───── 本文

前回の本の続きです。(前回の記事はこちら)
○著 者:有元葉子
○題 名:『イタリア 田舎生活の愉しみ―見えてきた私らしい生き方』
○出版社:海竜社
○発売日:2001.7.18
散歩を楽しむためのお洒落
こちらの本の最終章には、
イタリアの各州独特の食べ物、景勝地等についても書かれています。
多くの観光旅行ではプランに入らず通り過ぎてしまうような町や、
魚介が美味しいレストランのある町など、
実際に有元さんが訪れてオススメの場所、
有名都市にはないイタリアの魅力を知ることができます。
そのなかで、ちょっとほっこりするエピソードがありました。
イタリアの田舎町ではこんな習慣があるそうです。
イタリアの田舎町では、ぜひ夕方のパッセジャータを楽しんでいただきたいと思います。ほんの二時間ぐらいですが、人々が町に繰り出し、特有の活気があります。
出典:有元葉子.『イタリア 田舎生活の愉しみ―見えてきた私らしい生き方』.6土地に根差した生活から学ぶこと.海竜社、2001、P.213.
”パッセジャータ”とは、
イタリアの田舎町で習慣になっている、夕方の散歩のことです。
ただ散歩だけを楽しむのだそうです。
家族、友達、おじいさんだけ(おばあさんだけ)のグループなど、
連れだって歩くのは老若男女様々で、
しかもそれなりに身なりを整え、お洒落をして歩くそうです。
少し高いレストランに入るのでもなく、特段イベントがあるというわけでもありません。
いい服を着て、夕方散歩しながら好きな人と話して過ごす習慣。
なんだか、すごく素敵だなと思いました。
日差しの強い昼間も鮮やかで好きですが、
夕方の光が和らいだ時間帯も、ほっとするような空気がありますよね。
そんな中、散歩のためにお洒落をして歩く・・・粋な習慣だと感じます。
町全体でみんなが各々自由に過ごす雰囲気が、
観光に来た人をも癒すのでしょう。
夕方が楽しみになりそうですし、
歩きながら好きな人と話せて、とてもリラックスできそうです。
きっとまったりした空気なんでしょうね。
一日疲れたから癒しのための散歩、ではなく、
時間、人生、会話、自然、ファッション、それらを融合させて
積極的に人生を楽しんでいるような印象があり、
とても豊かに感じます。
確かに、ちょっとお気に入りの服など、
行事に合わせてたまに着るからこそ、改まった感じを楽しめる一面もありますが、
普段から時々身にまとってあげるのも、素敵だと思います。
通り慣れた散歩道でも、
少し自分なりのお洒落を意識して楽しむだけで、
また違った風景が広がって見える気がします。
思えば、私も最近似たような事をしていたことに気づきました。
四月初旬、満開に近い桜並木の小さな道を歩いたのですが、
普段は着ない着物を着て、出掛けてみました。
昔、古着屋さんで手に入れたものですが、タンスの肥やしになっていたので、
気持ちいい季節に着たいなとずっと思っていたのです。
とはいっても正式な着方ではなく、内側は動きやすい洋服で、
一番外側だけ着物を着て帯で留めただけです。

──────────
───── データ一覧

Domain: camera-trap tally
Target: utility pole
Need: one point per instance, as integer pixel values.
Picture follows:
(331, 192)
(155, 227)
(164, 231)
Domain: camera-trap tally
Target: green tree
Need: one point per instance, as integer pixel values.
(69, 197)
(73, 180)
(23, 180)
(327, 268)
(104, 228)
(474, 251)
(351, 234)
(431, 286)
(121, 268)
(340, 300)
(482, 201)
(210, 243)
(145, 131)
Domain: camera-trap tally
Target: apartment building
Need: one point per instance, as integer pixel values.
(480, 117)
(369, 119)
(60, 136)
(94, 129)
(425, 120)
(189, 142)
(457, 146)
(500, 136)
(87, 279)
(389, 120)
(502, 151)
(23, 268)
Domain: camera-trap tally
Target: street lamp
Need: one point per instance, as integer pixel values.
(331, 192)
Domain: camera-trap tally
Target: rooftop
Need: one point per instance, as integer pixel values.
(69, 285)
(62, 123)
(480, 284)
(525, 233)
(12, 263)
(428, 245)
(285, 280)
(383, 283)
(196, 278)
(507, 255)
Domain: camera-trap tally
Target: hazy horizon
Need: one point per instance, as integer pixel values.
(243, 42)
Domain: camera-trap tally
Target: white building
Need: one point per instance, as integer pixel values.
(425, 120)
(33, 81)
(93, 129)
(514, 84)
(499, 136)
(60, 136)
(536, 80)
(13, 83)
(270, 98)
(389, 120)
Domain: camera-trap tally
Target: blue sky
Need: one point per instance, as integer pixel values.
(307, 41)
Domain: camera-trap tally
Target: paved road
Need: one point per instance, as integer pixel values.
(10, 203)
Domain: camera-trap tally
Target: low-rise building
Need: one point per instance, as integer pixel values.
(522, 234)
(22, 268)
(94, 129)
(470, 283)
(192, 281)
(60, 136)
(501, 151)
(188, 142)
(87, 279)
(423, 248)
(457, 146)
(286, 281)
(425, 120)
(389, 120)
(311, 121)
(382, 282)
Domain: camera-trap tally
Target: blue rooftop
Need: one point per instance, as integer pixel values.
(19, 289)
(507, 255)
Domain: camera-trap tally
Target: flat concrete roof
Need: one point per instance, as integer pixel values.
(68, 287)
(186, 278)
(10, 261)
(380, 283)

──────────

__やること__
1. 本文によると、「パッセジャータ」とは何か。
2. 本文の「なんだか、すごく素敵だなと思いました。」から「とても豊かに感じます。」までを、両端も含めて一字も変えずに書き出すこと。
データは本文と関係がない。

__回答一覧__
1. イタリアの田舎町で習慣になっている、夕方の散歩のこと。

2.
なんだか、すごく素敵だなと思いました。
日差しの強い昼間も鮮やかで好きですが、
夕方の光が和らいだ時間帯も、ほっとするような空気がありますよね。
そんな中、散歩のためにお洒落をして歩く・・・粋な習慣だと感じます。
町全体でみんなが各々自由に過ごす雰囲気が、
観光に来た人をも癒すのでしょう。
夕方が楽しみになりそうですし、
歩きながら好きな人と話せて、とてもリラックスできそうです。
きっとまったりした空気なんでしょうね。
一日疲れたから癒しのための散歩、ではなく、
時間、人生、会話、自然、ファッション、それらを融合させて
積極的に人生を楽しんでいるような印象があり、
とても豊かに感じます。